*** EXCERPTED RECORDS ***
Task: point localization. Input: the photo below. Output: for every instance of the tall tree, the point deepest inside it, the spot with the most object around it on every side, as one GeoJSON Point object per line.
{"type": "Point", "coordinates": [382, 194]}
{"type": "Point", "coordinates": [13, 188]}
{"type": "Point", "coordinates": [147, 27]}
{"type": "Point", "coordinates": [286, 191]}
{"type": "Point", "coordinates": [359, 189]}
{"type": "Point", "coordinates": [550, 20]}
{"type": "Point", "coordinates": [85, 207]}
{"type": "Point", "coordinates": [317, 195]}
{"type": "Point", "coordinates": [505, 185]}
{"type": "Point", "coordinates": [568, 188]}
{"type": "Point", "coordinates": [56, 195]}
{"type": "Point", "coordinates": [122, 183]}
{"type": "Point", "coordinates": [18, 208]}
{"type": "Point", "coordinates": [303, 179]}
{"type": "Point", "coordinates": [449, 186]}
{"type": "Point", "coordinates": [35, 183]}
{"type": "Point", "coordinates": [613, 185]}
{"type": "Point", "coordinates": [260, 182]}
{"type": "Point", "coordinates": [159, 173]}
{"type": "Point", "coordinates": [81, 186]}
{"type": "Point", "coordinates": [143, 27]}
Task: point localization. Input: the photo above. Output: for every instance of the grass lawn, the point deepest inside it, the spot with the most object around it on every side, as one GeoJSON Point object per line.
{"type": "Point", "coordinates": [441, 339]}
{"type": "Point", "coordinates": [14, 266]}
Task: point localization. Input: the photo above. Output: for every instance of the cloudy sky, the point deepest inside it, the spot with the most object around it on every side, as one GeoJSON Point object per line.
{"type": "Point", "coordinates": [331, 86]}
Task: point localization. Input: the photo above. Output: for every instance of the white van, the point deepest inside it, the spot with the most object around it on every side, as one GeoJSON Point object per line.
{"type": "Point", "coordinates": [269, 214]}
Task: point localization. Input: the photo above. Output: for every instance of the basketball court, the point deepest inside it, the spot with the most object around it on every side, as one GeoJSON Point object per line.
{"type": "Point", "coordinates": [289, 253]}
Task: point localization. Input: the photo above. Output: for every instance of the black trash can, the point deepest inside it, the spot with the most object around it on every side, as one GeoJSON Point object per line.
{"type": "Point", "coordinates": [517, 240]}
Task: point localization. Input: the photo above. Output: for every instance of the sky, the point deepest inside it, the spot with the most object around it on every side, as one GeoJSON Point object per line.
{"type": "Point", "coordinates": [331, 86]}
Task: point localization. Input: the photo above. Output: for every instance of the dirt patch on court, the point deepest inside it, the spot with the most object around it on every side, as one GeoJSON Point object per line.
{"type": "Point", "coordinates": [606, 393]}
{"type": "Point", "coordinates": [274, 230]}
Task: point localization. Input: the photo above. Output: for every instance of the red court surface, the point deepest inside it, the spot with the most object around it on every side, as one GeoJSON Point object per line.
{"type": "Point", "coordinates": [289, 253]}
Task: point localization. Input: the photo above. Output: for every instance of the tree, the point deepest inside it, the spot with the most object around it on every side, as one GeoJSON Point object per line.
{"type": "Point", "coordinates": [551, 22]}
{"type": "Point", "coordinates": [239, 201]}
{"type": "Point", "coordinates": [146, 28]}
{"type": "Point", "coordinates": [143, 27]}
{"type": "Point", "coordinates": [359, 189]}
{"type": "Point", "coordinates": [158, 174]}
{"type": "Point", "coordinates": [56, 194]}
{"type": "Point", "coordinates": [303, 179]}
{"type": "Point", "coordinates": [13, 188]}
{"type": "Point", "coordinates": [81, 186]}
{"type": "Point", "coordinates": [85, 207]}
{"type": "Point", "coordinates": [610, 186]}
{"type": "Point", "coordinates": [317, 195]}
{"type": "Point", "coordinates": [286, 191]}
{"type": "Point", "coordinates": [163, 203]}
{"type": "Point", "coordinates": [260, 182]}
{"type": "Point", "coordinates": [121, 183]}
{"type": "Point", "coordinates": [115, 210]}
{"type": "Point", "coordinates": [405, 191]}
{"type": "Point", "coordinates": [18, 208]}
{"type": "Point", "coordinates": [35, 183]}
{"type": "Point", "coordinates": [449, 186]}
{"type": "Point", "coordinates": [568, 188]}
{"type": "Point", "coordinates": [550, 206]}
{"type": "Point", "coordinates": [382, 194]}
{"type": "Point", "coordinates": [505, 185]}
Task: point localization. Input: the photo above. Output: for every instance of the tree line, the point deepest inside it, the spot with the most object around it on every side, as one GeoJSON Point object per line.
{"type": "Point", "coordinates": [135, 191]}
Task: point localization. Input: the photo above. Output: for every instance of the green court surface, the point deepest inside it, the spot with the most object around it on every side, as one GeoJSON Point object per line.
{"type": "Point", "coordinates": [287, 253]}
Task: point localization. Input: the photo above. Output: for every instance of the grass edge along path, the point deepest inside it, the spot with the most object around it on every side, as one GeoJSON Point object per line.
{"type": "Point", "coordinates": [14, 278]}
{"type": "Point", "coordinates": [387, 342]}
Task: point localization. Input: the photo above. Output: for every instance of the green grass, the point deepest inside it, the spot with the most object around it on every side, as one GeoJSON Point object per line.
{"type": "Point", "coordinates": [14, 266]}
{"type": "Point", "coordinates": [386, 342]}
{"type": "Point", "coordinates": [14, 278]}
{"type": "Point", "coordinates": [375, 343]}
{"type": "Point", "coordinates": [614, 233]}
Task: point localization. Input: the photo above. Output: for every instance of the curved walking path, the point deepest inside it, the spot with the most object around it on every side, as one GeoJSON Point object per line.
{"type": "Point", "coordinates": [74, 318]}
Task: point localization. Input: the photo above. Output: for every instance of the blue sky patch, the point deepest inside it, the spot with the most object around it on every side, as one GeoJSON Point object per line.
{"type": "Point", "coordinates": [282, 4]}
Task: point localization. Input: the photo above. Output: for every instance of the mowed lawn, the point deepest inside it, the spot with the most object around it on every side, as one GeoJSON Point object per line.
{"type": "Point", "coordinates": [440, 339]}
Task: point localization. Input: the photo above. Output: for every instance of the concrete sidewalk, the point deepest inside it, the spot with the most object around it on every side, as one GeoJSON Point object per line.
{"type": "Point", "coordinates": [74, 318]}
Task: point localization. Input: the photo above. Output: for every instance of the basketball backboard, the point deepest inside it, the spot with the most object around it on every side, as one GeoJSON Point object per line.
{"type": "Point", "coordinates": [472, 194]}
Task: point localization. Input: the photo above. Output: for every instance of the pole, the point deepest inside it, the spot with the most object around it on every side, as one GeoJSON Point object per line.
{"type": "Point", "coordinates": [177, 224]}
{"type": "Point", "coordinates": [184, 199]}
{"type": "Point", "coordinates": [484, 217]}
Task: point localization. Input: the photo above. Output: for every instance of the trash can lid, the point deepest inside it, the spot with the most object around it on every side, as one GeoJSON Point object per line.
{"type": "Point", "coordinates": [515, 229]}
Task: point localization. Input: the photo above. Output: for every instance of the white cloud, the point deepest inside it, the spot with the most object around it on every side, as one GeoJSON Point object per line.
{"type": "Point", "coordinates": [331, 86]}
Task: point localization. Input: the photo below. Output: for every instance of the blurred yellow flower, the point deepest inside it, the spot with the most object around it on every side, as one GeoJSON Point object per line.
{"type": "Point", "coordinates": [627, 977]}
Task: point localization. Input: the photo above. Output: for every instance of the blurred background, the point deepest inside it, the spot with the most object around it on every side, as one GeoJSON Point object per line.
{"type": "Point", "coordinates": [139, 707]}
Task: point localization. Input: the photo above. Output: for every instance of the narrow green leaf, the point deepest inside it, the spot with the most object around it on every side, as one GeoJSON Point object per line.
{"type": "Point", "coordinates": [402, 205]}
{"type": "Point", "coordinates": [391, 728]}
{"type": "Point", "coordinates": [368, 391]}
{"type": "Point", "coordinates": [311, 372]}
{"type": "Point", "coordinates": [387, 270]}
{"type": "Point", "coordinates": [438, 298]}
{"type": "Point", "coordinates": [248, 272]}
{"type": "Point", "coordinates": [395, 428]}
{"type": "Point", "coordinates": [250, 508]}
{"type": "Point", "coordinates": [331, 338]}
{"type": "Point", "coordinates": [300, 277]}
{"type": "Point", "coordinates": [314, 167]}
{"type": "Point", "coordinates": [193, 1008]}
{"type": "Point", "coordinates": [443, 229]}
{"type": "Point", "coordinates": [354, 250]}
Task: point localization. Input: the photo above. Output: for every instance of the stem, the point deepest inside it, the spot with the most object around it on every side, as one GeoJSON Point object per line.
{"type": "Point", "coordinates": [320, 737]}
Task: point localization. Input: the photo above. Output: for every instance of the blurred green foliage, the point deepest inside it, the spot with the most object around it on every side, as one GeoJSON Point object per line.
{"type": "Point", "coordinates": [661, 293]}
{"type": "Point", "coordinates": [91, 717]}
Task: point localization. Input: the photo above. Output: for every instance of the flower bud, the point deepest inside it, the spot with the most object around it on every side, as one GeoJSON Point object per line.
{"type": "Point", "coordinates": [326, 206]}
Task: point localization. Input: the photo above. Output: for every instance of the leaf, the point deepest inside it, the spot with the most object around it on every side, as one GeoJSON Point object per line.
*** End of EXCERPTED RECORDS ***
Repeat exactly the lines from the one containing "the stem, the" through the last line of the records above, both included, and nothing else.

_RESPONSE AREA_:
Task: point localization. Input: the photo above. Output: for every instance of the stem, the point deepest inside it, the spot with the most object around it on every side, as one GeoJSON Point object per line.
{"type": "Point", "coordinates": [320, 737]}
Task: point localization. Input: the photo above. Output: for every instance of the blurred green foliage, the point deepest inside it, the spot with the most object around it on every side, as one GeoJSON Point object per line.
{"type": "Point", "coordinates": [661, 293]}
{"type": "Point", "coordinates": [91, 717]}
Task: point localization. Input: the photo above. Output: for every instance of the flower bud, the point deepest inside it, the spot with the most object around it on every side, as one GeoJSON Point object per line.
{"type": "Point", "coordinates": [326, 206]}
Task: point localization. Input: the photo above. Output: for every instance of the leaf, the point deepest inside it, the spot with the most object around it on every side, as one GeoJSON Point object per line.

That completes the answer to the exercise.